Raw data:
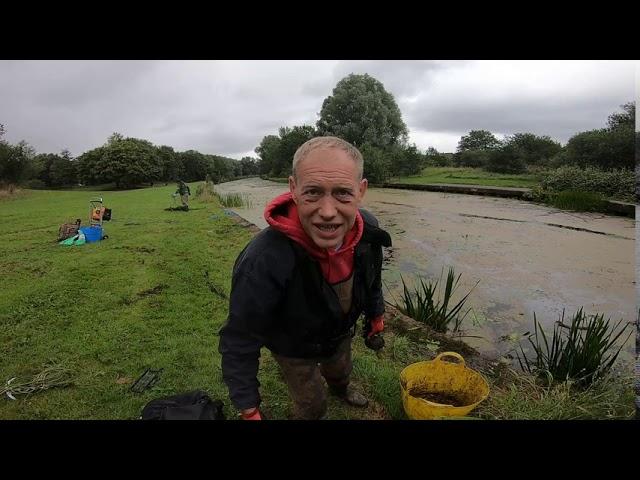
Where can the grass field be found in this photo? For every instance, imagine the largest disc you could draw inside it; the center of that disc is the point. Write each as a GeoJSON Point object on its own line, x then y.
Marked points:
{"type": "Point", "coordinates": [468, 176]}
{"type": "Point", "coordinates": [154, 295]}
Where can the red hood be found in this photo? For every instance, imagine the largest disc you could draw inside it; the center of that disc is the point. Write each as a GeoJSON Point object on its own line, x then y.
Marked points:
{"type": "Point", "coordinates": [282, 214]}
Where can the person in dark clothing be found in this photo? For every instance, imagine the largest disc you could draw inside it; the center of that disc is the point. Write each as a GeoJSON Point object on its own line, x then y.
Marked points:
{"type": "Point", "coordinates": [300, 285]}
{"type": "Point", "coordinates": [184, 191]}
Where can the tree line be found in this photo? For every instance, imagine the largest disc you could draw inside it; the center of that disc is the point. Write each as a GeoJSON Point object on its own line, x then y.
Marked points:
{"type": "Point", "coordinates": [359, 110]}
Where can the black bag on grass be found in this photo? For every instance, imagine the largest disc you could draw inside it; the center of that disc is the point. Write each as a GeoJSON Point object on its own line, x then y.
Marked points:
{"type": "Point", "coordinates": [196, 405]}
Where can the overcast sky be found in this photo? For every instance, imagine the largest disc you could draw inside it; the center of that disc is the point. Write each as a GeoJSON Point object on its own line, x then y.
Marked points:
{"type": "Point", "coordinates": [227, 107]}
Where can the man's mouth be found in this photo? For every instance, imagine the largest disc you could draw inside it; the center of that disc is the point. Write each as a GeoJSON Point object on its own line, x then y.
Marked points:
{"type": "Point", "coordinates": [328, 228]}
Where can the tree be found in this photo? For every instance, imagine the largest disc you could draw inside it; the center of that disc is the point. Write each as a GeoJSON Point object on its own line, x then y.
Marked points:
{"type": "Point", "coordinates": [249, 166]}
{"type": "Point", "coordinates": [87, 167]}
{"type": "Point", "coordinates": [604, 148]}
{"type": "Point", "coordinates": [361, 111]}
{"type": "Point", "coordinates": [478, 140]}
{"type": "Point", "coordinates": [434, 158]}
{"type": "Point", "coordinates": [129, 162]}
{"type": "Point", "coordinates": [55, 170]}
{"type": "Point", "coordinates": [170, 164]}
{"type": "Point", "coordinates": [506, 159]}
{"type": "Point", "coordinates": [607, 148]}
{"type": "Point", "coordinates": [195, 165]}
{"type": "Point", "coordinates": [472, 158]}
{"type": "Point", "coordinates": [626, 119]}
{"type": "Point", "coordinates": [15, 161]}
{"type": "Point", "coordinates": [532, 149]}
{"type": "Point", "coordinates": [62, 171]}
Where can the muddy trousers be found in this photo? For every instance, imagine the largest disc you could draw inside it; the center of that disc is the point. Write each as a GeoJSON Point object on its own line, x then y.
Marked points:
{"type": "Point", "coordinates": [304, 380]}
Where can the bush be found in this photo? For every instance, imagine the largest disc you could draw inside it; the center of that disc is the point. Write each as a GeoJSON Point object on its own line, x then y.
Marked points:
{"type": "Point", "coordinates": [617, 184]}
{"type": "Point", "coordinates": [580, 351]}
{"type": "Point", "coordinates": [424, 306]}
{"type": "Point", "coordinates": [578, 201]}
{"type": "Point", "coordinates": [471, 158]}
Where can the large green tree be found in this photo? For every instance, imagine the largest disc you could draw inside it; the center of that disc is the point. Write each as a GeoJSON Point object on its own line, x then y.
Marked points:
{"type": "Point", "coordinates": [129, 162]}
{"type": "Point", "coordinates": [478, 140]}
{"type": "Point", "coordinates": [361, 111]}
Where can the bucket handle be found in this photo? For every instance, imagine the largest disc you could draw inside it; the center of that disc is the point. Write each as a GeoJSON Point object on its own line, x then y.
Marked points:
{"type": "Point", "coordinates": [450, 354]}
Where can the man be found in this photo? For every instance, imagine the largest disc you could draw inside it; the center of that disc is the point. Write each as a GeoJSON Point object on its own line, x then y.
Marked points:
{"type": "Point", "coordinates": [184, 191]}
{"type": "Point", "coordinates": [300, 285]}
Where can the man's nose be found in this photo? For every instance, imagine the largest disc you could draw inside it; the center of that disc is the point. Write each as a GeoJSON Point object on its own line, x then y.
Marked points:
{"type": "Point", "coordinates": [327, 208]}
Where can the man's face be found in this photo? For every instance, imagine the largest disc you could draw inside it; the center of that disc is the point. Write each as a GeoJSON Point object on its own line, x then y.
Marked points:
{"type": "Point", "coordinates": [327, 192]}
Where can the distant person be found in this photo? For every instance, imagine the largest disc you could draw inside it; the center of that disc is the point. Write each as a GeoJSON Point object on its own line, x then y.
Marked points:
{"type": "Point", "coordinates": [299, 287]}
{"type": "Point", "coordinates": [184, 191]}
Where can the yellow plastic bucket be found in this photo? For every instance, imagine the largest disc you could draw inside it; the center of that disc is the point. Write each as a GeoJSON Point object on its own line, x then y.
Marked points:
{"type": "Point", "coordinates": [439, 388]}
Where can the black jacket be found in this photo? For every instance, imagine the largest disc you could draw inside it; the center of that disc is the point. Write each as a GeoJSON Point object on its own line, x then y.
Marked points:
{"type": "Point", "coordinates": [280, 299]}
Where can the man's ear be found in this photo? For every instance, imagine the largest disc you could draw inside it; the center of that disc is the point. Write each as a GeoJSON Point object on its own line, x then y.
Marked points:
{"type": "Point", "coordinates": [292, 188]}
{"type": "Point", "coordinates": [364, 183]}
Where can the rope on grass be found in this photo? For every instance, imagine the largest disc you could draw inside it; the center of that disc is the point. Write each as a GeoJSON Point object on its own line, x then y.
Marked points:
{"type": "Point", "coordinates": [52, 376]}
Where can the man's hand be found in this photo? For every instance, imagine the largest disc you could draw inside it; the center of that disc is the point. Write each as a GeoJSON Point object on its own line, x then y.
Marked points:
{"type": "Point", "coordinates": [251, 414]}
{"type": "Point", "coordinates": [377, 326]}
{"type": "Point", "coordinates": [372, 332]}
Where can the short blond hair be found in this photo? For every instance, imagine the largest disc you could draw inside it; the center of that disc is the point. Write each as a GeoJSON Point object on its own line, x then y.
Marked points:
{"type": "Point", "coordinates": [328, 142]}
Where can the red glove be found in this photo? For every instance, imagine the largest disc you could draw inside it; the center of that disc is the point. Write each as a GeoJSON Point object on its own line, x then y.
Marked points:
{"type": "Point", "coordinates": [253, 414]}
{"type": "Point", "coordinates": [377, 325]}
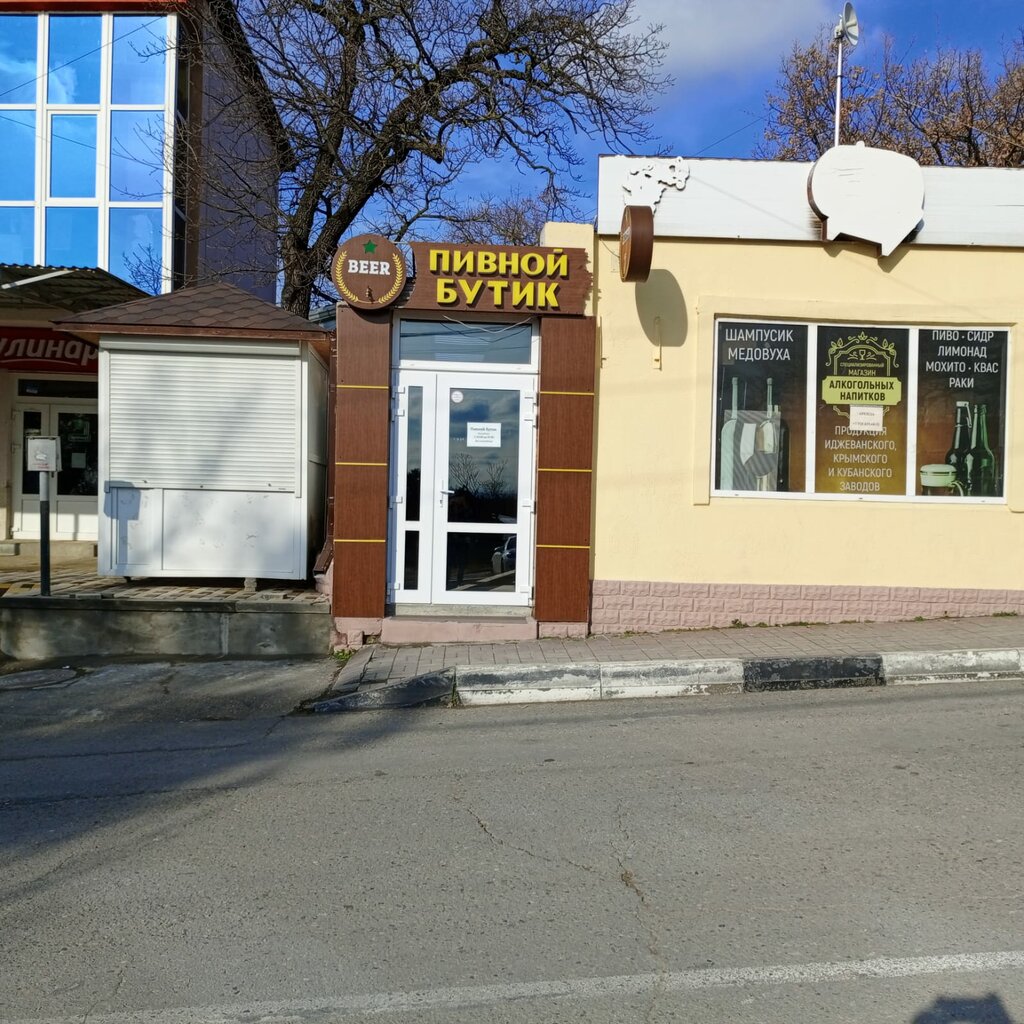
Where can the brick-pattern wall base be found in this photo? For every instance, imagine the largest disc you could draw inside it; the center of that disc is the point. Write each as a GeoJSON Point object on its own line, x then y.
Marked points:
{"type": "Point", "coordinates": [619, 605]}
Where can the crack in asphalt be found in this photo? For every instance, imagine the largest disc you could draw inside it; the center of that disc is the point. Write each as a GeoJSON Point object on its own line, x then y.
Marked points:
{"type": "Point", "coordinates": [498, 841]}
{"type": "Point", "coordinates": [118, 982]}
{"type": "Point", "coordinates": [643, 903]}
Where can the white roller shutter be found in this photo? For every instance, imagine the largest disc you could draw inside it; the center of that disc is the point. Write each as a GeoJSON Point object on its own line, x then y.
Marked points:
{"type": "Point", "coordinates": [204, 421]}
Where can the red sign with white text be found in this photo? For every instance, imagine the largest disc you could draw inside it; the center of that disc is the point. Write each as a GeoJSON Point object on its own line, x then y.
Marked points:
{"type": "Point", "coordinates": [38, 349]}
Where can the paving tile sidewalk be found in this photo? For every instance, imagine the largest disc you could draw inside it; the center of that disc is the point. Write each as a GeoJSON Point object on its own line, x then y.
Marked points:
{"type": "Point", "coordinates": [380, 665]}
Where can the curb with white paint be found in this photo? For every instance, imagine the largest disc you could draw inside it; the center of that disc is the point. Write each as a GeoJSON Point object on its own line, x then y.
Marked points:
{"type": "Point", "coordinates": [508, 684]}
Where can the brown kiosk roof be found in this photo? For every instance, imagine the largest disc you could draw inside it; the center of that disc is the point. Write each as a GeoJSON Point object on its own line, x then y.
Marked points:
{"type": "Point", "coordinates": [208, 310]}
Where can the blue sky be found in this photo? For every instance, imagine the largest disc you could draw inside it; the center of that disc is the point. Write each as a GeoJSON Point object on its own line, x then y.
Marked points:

Written instruction: Set down only these lines, exactly: the line containing "Where can the paving" and each line after it, through the end of the listing.

Correct output:
Where can the paving tile sidewalk be found in this photo? For every instance, imagine the largest disc you could draw inside it; the center of that disc is the point. Write each as a GeoJSON Point object on its own line, x then y.
Marked points:
{"type": "Point", "coordinates": [380, 665]}
Where can the curb with white paint be found in this photo? For every instance, imagine the largest disc you could draw inside it; the center of that disc is the point. Write each as a GeoJSON Point object on its own line, x then y.
Marked points:
{"type": "Point", "coordinates": [508, 684]}
Where can the brown kiosk roof be found in this photo? For every instance, imagine the largest disc you could draw inside it; the center of that disc is the point. Write each as a GeoJSON Point object on its own line, x then y.
Marked points:
{"type": "Point", "coordinates": [208, 310]}
Where can the blue sky be found in this photo? For every instance, imagine the largest disc you could draw inside it; the center of that disc is the point. Write each as a GeoJSON Point object on its own line, x then y.
Marked points:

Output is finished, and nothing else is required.